Available records

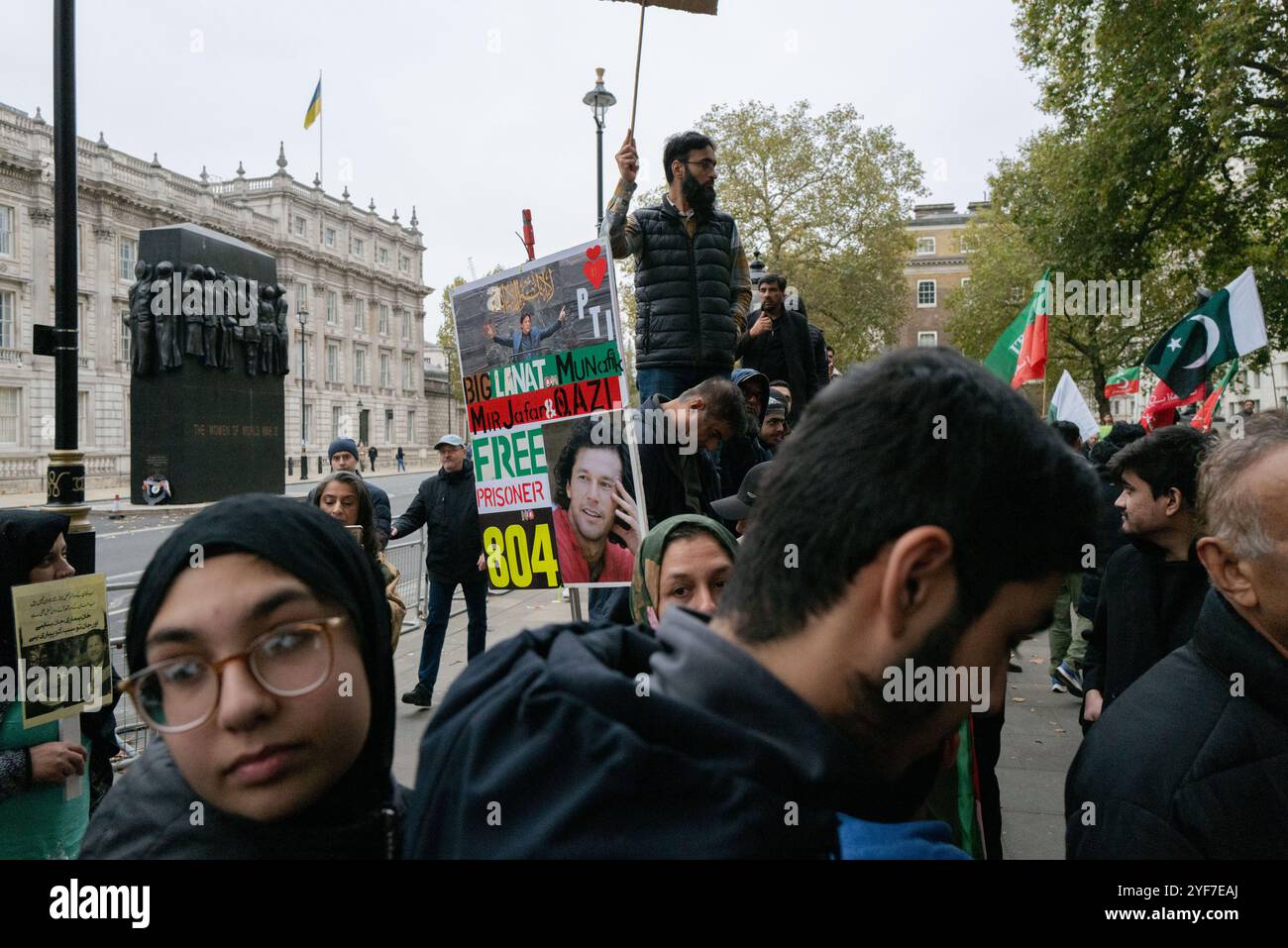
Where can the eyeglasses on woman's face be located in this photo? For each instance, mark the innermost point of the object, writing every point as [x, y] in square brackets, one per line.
[181, 691]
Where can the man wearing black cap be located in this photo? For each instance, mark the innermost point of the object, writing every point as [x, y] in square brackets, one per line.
[447, 507]
[343, 455]
[773, 428]
[737, 507]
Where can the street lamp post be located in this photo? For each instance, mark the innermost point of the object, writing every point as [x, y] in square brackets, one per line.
[303, 316]
[599, 101]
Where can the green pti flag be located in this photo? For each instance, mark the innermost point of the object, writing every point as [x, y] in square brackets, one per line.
[1006, 352]
[1124, 382]
[1231, 324]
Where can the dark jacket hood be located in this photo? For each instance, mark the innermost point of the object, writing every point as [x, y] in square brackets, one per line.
[605, 742]
[26, 536]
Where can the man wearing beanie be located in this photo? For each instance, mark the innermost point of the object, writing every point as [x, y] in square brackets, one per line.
[773, 428]
[343, 455]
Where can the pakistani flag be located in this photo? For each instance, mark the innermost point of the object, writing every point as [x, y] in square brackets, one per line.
[1019, 355]
[1068, 404]
[1224, 327]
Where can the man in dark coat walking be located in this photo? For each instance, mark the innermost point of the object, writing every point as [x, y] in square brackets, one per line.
[748, 733]
[1192, 762]
[447, 506]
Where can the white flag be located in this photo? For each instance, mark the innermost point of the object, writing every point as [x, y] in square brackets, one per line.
[1068, 404]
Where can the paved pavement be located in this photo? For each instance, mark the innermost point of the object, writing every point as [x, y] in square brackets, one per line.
[1038, 741]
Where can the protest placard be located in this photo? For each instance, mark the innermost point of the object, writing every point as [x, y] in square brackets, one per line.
[539, 348]
[63, 664]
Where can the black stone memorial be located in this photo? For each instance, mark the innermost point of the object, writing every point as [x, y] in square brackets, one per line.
[209, 339]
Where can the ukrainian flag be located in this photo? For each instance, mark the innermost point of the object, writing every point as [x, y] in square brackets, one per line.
[314, 106]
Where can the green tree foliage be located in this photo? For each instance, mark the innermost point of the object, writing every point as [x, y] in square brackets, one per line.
[1166, 163]
[824, 201]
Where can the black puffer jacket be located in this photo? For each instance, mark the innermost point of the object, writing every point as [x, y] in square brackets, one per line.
[1129, 633]
[684, 292]
[449, 509]
[1186, 766]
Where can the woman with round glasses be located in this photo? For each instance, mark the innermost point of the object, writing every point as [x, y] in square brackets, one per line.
[258, 647]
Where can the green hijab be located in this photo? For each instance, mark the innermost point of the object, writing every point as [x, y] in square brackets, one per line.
[645, 587]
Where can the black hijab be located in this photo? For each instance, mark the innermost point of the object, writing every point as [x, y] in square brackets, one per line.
[314, 548]
[26, 536]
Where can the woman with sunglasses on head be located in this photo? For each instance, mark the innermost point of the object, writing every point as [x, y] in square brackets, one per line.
[258, 646]
[343, 496]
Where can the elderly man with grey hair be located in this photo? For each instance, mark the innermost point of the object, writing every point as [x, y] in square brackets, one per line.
[1192, 762]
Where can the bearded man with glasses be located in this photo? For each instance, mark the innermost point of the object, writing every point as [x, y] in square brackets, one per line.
[692, 281]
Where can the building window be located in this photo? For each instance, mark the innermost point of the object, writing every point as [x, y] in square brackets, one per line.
[8, 322]
[123, 340]
[128, 254]
[84, 423]
[9, 416]
[7, 219]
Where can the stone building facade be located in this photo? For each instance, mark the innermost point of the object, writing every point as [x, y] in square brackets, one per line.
[938, 266]
[356, 273]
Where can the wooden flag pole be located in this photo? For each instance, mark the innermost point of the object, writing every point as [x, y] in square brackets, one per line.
[639, 48]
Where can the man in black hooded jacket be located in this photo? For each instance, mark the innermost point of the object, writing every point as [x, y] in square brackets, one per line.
[746, 736]
[1192, 762]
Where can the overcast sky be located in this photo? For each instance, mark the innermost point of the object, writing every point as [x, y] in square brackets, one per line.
[472, 111]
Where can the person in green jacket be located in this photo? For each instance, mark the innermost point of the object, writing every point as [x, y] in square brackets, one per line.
[37, 819]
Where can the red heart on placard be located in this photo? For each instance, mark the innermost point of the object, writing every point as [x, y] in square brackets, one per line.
[595, 266]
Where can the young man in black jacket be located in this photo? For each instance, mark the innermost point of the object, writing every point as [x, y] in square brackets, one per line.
[1153, 587]
[1192, 763]
[747, 733]
[447, 505]
[778, 344]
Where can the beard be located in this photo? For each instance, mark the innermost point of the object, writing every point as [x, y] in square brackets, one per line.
[702, 198]
[877, 728]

What is being asked
Copy the stretch of material from its start through the line that contains "[1231, 324]", keeping both ends and leaving out the pictures.

Written answer
Where can the eyeglasses on woman's face be located in this photo? For each instance, mark the innermost point of the object, writing every point as [x, y] in square brackets, one per line.
[181, 691]
Where can the man wearing black cap be located in this photo? For each instance, mark the innermost point of the object, writing every point as [x, y] in square brackets, one per line.
[447, 507]
[343, 455]
[773, 428]
[737, 507]
Where can the street lamp post be located in this photo? For each instance, mark the innermost point of the object, writing every point as [x, y] in square brackets, one per line.
[303, 316]
[599, 101]
Where can the green pti flag be located in this photo? For each instance, mark the innermost point of the object, writing every point as [x, y] in square brackets, one per line.
[1006, 352]
[1124, 382]
[1231, 324]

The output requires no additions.